### TASKS TO CARRY OUT
A. Answer these questions from the extract on postwar Europe, one line each:
(i) How many French dead does it count?
(ii) Who seized the port of Fiume?
(iii) Who held the deserted docks of Trieste?
B. Recast the paragraph of the extract on postwar Europe beginning "They looked round and counted their cost" as a bulleted list of the costs it names.
C. State whether each statement agrees with the extract on postwar Europe, answering yes or no and quoting its deciding words:
(i) The treaty made by Clemenceau left France permanently safe.
(ii) Fiume had been denied to Italy by President Wilson.
(iii) The French birth-rate had risen.

### SELECTED EXTRACT
I who love France with a kind of passion, and had seen during the years of war the agony and the heroism of her people, did not begrudge them their ecstasy, and it touched my spirit with its fire so that in France I could see and understand the French point of view, of ruthlessness towards the beaten foe. But I saw also what many people of France saw slowly, but with a sense of fear, that the treaty made by Clemenceau did not make them safe except for a little while. This had not been, after all, “the war to end war.” There was no guarantee of world-peace. Their frontiers were not made impregnable against the time when the Germans might grow strong again and come back for vengeance. They could not stand alone, but must make new alliances, new secret treaties, new armies, new armaments, because hate survived, and the League of Nations was a farce, as it had come from the table at Versailles.
They looked round and counted their cost—a million and a half dead. A multitude of maimed and blind and nerve-shocked men. A birth-rate that had sunk to zero. A staggering debt which they could not pay. A cost of living which mounted higher and ever higher. A sense of revolt among the soldiers who had come back because their reward for four years of misery was no more than miserable.
So it was in Italy, stricken by a more desperate poverty, disappointed by a lack of spoil, angry with a sense of “betrayal,” afraid of revolution, exultant when a mad poet seized the port of Fiume which had been denied to her by President Wilson and his conscience.
Across the glittering waters of the Adriatic I went to Trieste and found it a dead port with Italian officers in possession of its deserted docks and abandoned warehouses and Austrians dying of typhus in the back streets, and starving to death in tenement houses.
And then, across the new State of Jugo-Slavia, cut out of the body of the old Austrian Empire now lying dismembered, I came to Vienna, which once I had known as the gayest capital of Europe, where charming people played the pleasant game of life with music and love and laughter.

Natural-language descriptions of regions:
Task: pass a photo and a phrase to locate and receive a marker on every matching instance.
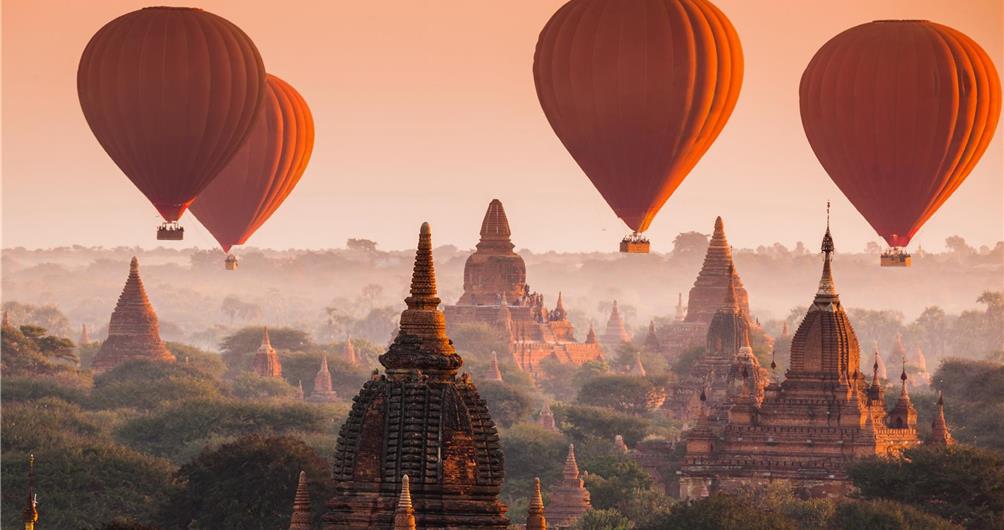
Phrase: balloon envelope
(170, 93)
(263, 172)
(899, 112)
(638, 90)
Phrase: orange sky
(426, 110)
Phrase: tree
(624, 393)
(247, 484)
(960, 483)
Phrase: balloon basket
(635, 244)
(171, 232)
(896, 257)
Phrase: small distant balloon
(171, 93)
(263, 172)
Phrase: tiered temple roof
(807, 429)
(266, 360)
(422, 420)
(134, 331)
(496, 294)
(569, 499)
(300, 519)
(322, 390)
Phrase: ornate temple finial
(30, 513)
(535, 513)
(301, 505)
(404, 514)
(422, 343)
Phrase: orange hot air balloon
(638, 90)
(262, 173)
(171, 93)
(899, 112)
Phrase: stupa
(422, 420)
(569, 499)
(134, 332)
(807, 429)
(300, 519)
(266, 360)
(322, 390)
(496, 294)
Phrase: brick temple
(808, 428)
(496, 293)
(421, 420)
(134, 331)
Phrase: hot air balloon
(171, 93)
(262, 173)
(638, 90)
(899, 112)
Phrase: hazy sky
(427, 110)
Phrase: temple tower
(301, 506)
(494, 270)
(323, 391)
(569, 499)
(615, 332)
(266, 360)
(419, 419)
(709, 288)
(134, 331)
(535, 519)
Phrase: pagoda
(134, 332)
(300, 519)
(322, 390)
(569, 499)
(419, 419)
(706, 296)
(266, 360)
(808, 428)
(615, 333)
(496, 294)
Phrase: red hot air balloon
(262, 173)
(899, 112)
(171, 93)
(638, 90)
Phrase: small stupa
(323, 390)
(266, 360)
(569, 499)
(134, 331)
(301, 506)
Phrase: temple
(496, 294)
(134, 332)
(322, 390)
(300, 519)
(569, 499)
(809, 427)
(719, 372)
(705, 297)
(266, 360)
(421, 420)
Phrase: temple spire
(301, 505)
(404, 514)
(535, 519)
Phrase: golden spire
(404, 514)
(535, 513)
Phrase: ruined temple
(706, 296)
(806, 430)
(719, 370)
(419, 419)
(496, 294)
(134, 332)
(266, 360)
(322, 390)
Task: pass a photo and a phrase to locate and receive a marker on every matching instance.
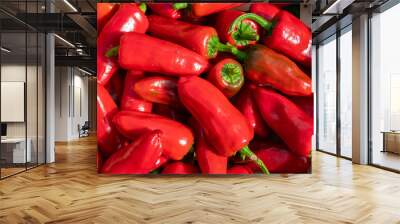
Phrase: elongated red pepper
(201, 39)
(249, 109)
(245, 33)
(138, 51)
(227, 76)
(130, 100)
(179, 168)
(128, 18)
(107, 136)
(225, 128)
(286, 119)
(177, 138)
(140, 157)
(267, 67)
(158, 89)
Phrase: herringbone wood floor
(70, 191)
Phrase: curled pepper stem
(245, 151)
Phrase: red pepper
(179, 168)
(128, 18)
(177, 138)
(158, 89)
(249, 109)
(239, 169)
(286, 34)
(140, 157)
(200, 39)
(104, 12)
(286, 119)
(245, 33)
(146, 53)
(267, 67)
(225, 128)
(107, 136)
(227, 76)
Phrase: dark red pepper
(179, 168)
(225, 128)
(128, 18)
(139, 157)
(177, 138)
(200, 39)
(245, 33)
(107, 136)
(286, 119)
(130, 100)
(158, 89)
(227, 76)
(145, 53)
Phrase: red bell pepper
(200, 39)
(267, 67)
(139, 51)
(107, 136)
(247, 32)
(130, 100)
(158, 89)
(227, 76)
(177, 138)
(140, 157)
(249, 109)
(225, 128)
(179, 168)
(128, 18)
(286, 119)
(286, 34)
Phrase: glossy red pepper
(140, 157)
(286, 119)
(249, 109)
(225, 128)
(158, 89)
(108, 138)
(130, 100)
(104, 12)
(179, 168)
(139, 51)
(227, 76)
(177, 138)
(128, 18)
(200, 39)
(247, 32)
(267, 67)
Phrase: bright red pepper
(249, 109)
(158, 89)
(177, 138)
(107, 136)
(179, 168)
(130, 100)
(200, 39)
(227, 76)
(267, 67)
(139, 51)
(286, 119)
(245, 33)
(225, 128)
(104, 12)
(128, 18)
(140, 157)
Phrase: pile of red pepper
(211, 88)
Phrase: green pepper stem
(248, 153)
(112, 52)
(178, 6)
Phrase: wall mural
(203, 88)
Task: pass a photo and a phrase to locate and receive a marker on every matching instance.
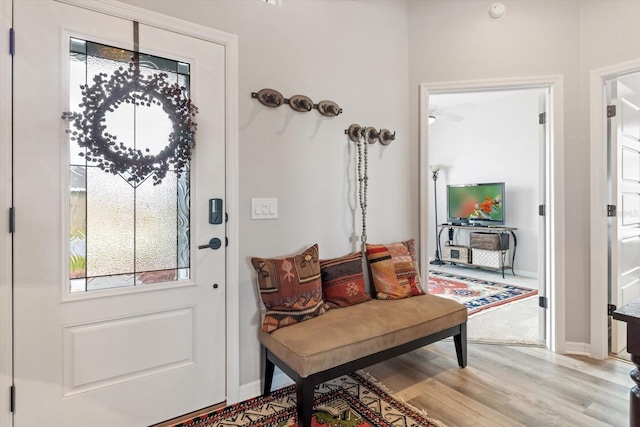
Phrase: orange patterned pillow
(343, 281)
(394, 270)
(290, 288)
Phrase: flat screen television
(476, 204)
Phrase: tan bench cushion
(345, 334)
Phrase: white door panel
(624, 137)
(123, 356)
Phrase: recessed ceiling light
(497, 10)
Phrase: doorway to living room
(492, 144)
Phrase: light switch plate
(264, 208)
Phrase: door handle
(214, 243)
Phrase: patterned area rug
(475, 294)
(354, 400)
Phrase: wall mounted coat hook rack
(385, 136)
(329, 108)
(269, 97)
(357, 132)
(300, 103)
(354, 132)
(371, 135)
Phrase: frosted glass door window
(122, 234)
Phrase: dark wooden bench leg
(460, 341)
(304, 394)
(269, 367)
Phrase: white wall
(352, 52)
(491, 137)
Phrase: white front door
(107, 331)
(624, 137)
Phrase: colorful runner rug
(475, 294)
(354, 400)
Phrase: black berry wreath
(116, 157)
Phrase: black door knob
(214, 243)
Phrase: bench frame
(305, 386)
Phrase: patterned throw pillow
(290, 288)
(394, 270)
(343, 281)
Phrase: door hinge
(543, 302)
(542, 210)
(12, 219)
(12, 42)
(542, 118)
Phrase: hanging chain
(363, 184)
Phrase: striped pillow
(343, 281)
(394, 270)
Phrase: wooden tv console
(504, 256)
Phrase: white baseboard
(254, 388)
(577, 348)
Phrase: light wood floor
(510, 386)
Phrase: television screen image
(476, 202)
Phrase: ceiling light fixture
(497, 10)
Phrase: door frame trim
(6, 201)
(230, 43)
(598, 187)
(556, 244)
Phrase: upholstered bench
(346, 339)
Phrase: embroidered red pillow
(343, 281)
(290, 288)
(394, 271)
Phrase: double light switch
(264, 208)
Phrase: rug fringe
(367, 376)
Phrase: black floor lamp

### RESPONSES PER TASK
A.
(i) A million and a half.
(ii) A mad poet.
(iii) Italian officers.

B.
- A million and a half dead
- Many maimed, blind and nerve-shocked men
- A birth-rate sunk to zero
- A staggering, unpayable debt
- An ever-rising cost of living
- Revolt among returned soldiers, whose reward for four years of misery was miserable

C.
(i) No: "did not make them safe except for a little while."
(ii) Yes: "which had been denied to her by President Wilson and his conscience."
(iii) No: "A birth-rate that had sunk to zero."